> [Task directions]: Reproduce each of the entries below with "deepest" swapped for "innermost" wherever it occurs, keeping every other word and number unchanged. Leave the pictures out.

> [Data excerpts]:

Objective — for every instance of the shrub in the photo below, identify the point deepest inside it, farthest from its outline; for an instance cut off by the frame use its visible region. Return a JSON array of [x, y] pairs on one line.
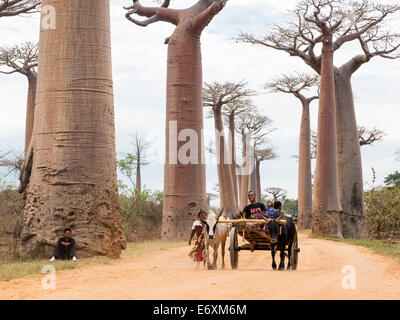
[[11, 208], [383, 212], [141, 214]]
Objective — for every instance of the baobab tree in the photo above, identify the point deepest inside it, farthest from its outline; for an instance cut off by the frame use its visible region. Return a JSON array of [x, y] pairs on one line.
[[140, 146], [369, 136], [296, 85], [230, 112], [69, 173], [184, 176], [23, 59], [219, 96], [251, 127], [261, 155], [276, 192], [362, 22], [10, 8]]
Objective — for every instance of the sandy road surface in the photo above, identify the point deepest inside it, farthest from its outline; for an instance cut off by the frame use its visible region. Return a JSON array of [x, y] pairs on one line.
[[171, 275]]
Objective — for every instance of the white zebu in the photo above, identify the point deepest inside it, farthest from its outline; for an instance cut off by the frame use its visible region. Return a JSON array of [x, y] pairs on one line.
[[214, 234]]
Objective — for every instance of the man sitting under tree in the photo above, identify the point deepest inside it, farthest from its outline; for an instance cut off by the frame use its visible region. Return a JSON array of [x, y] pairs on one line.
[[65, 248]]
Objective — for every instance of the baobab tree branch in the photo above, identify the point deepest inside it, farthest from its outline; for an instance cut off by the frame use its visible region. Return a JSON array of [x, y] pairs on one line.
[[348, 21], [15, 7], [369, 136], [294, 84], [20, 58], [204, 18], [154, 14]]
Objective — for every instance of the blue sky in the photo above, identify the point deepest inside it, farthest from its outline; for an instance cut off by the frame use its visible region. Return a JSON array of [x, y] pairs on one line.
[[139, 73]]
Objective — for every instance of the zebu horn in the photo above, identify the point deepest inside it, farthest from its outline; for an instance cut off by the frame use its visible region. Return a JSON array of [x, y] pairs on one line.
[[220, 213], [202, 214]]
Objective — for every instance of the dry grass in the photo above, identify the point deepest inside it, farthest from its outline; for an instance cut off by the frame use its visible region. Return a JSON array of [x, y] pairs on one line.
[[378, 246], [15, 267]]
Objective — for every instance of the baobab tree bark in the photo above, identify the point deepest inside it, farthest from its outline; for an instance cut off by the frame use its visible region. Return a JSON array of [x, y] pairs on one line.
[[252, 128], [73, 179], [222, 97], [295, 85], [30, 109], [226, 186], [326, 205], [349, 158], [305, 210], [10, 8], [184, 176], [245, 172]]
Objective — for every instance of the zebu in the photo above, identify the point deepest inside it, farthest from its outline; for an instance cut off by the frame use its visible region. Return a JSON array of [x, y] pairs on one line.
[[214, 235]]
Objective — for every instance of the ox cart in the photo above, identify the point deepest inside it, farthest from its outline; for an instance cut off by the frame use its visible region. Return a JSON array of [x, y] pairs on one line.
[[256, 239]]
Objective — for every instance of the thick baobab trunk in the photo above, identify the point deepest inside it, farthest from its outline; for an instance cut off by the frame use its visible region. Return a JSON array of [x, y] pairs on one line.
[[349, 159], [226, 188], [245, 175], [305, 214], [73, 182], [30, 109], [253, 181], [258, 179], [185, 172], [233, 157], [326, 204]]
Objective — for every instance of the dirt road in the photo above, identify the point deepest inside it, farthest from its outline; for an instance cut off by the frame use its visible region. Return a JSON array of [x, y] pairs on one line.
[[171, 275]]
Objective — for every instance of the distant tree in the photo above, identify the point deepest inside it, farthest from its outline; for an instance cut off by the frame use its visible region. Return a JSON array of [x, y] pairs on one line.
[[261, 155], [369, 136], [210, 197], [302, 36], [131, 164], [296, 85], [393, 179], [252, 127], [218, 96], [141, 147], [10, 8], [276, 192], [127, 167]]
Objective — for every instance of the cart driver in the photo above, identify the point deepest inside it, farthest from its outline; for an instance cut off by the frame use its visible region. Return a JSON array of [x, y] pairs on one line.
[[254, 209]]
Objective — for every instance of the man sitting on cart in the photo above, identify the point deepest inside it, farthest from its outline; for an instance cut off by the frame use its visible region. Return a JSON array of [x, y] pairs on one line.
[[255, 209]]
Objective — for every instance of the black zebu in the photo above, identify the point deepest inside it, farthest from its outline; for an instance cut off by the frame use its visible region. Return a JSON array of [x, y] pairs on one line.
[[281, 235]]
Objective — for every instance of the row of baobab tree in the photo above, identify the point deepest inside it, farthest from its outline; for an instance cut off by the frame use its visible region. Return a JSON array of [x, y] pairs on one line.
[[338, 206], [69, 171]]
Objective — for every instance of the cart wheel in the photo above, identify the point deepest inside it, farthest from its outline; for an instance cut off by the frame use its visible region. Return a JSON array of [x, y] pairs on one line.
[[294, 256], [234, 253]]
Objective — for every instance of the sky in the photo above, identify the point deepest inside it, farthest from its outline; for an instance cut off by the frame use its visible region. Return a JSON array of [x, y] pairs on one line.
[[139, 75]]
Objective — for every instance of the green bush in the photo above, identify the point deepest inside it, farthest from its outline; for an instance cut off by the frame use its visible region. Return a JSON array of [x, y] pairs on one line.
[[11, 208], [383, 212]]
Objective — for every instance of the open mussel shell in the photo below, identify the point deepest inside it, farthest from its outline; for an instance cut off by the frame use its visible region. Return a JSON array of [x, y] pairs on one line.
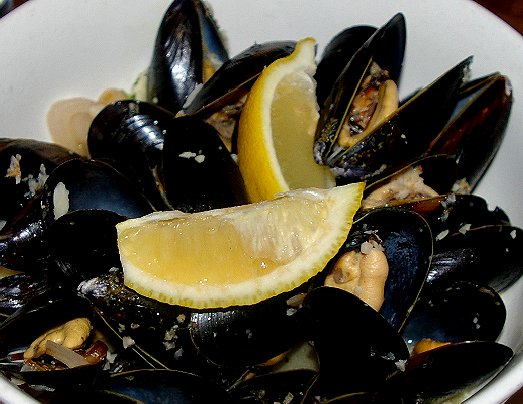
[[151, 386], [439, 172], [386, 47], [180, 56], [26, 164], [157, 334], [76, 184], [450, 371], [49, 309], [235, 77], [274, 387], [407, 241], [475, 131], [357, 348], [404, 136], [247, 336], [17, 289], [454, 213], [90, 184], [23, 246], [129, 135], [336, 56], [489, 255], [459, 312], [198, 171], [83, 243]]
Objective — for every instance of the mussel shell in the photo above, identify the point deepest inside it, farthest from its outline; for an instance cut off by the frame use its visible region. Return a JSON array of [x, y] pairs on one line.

> [Answer below]:
Objective — for every instance of the shrub in the photo below, identify the point innermost inside it, farthest from its outline; for an instance cut off by the frame use its visible region. Return a JSON array of [x, y] pairs on one line.
[[11, 208], [383, 212], [141, 214]]
Objective — for every instance of the baobab tree in the photo above, identify the point innermost inside it, farthest from its outline; for an instance cut off by the frame use its visible region. Return a JSON array of [x, y] pairs on one line.
[[140, 146], [369, 136], [296, 85], [230, 112], [69, 173], [184, 176], [23, 59], [219, 96], [251, 127], [261, 155], [276, 192], [362, 22], [10, 8]]
Objective — for every instance of the sandy road surface in the photo above, identify the point innermost inside it, farthest from its outline; for an instance cut off by the frame use its visible region. Return a JSON array of [x, y] pairs on one line.
[[171, 275]]
Objective — for every instance of the white zebu in the photo above, identify the point innermost inside it, farthest from its outline; for an instance cut off by the frame use its visible region. Return a JSON array of [x, y] pairs on one line.
[[214, 234]]
Objective — for every instance of the man sitting under tree in the photo above, identify the point innermost inside it, farthest from its outline; for an instance cut off by the frame use its visible region. Return a JSON array of [x, y] pairs on one line.
[[65, 248]]
Objective — for every instance of the baobab tree branch in the photo above, identify the point innermost inside it, farthest from its outline; for an instance cut off by the frame use its visible region. Return a JSON array of [x, y] pairs on one line.
[[348, 21], [15, 7], [369, 136], [294, 84], [20, 58], [204, 18], [154, 14]]
Objective — for every instance of the blue sky in the photo above, identify the point innermost inside it, farthest from its outline; for an instance cut off by the frame use its visible region. Return a JSON array of [x, y] pairs on one line.
[[139, 73]]
Objective — for every instance of the zebu horn in the photo above, identify the point innermost inside it, farthest from its outline; for an instance cut off by the frame use its visible region. Return a JSON array of [x, y] pairs on one line.
[[220, 213], [202, 214]]
Objective — for every instance of the dry grass in the photo above, identify the point innermost inside it, farthest from its outline; for an instance cut off by the frame use its visible region. Return a JSON array of [x, y] pairs on one line.
[[378, 246], [15, 267]]
Objective — for every instance of the baobab tree bark in the photo above, identify the point innermost inside it, farthest from its outline; for an instance cut off by the frame use its visible region. Return a JSON array of [x, y] pairs on one line.
[[252, 128], [73, 179], [222, 97], [295, 85], [30, 109], [226, 186], [326, 205], [349, 158], [305, 210], [10, 8], [184, 176], [245, 172]]
Objective — for every instance of the zebu in the photo above, identify the point innermost inside it, farthest from its outline; for an instance cut off by the frame use its visible region. Return a JSON array of [x, y] pairs on one line.
[[214, 235]]
Objective — for every instance of the ox cart in the photo above, identify the point innermost inside it, farthest from its outline; for an instance cut off by the frame use its visible region. Return a JSON array of [x, y] pairs on one line.
[[256, 239]]
Objective — for every instance of the thick baobab trunk in the photo above, identify the point innermost inside it, farthest from its outline; for an instance cut off by the frame use its visible region. Return a JSON array of [x, y] pairs on one line.
[[349, 159], [226, 188], [245, 175], [305, 214], [73, 182], [30, 109], [253, 181], [258, 179], [185, 172], [233, 157], [326, 204]]
Objective — for every instance of the dirt road in the photo above, identify the point innermost inside it, farthest from its outline; for an instance cut off by the frame use its visible region. Return a JSON array of [x, y] pairs on one line.
[[171, 275]]
Objective — for every instance of the distant tree in the photo above, identify the point innermost inside it, farthest from its outline; for an instance cut off by the frame use its visible region. Return a JSON array of [x, y] pairs on one line.
[[261, 155], [369, 136], [210, 197], [302, 36], [131, 164], [296, 85], [393, 179], [252, 127], [218, 96], [141, 147], [10, 8], [276, 192], [127, 167]]
Objective — for every instance of the cart driver in the photo above, identify the point innermost inside it, farthest from its outline; for an instance cut off by the frame use its visible region. Return a JSON array of [x, y] pairs on one line.
[[254, 209]]
Objective — for every instance of the man sitting on cart in the photo above, identify the point innermost inside it, farthest from its outline; for an instance cut off by the frame use its visible region. Return a JSON array of [x, y] pairs on one line.
[[255, 209]]
Objective — for every instance of the black zebu in the photo above, identify the point innermost inside it, farthest from its outline; for an instance cut off by the frame use its visible region. Return a JSON array of [x, y] pairs on one line.
[[281, 235]]
Objective — for every instance of the row of baobab tree in the photo above, identify the point innermost inside it, farthest from its outline; for an instance cut off by the frame use its visible region. Return a JSON array of [x, y] pairs on one line.
[[338, 206], [69, 171]]
Objective — for every instance of the cart wheel in the photo above, identify the point innermost inside it, farthest from its outline; for an instance cut off by the frame use its visible region. Return a JSON array of [x, y] pairs on one line.
[[294, 256], [234, 253]]
Objective — for every instance of the sky in the photo above, identify the point innermost inside it, farthest from its outline; for an instance cut off by the frame use its visible region. Return a JSON array of [x, y] pairs on one line.
[[139, 75]]
Objective — for every instance of the green bush in the photo above, identify the point innermost inside it, farthest from its outline; for an instance cut off by the frame use its visible region. Return a JSON array of [x, y] pairs on one line.
[[11, 208], [383, 212]]
Objective — for every instance of the open mussel shell in the photo below, identify the point innermost inside it, farthest from its outline; for an instance cut off by the frame use its visible region. Return a JSON array of [x, y] pairs on one line.
[[151, 386], [439, 172], [386, 47], [180, 56], [26, 164], [157, 334], [76, 184], [450, 371], [49, 309], [235, 77], [274, 387], [407, 241], [475, 131], [357, 348], [404, 136], [247, 336], [17, 289], [454, 213], [90, 184], [23, 246], [129, 135], [336, 56], [489, 255], [459, 312], [198, 171], [83, 243]]
Objective — for every instance of the mussel shell in the photo above, identify the point innermost inside it, farthest from its outline; for an instance cut off by the frame use its visible region. Return a JSON array of [x, y] pairs on one line.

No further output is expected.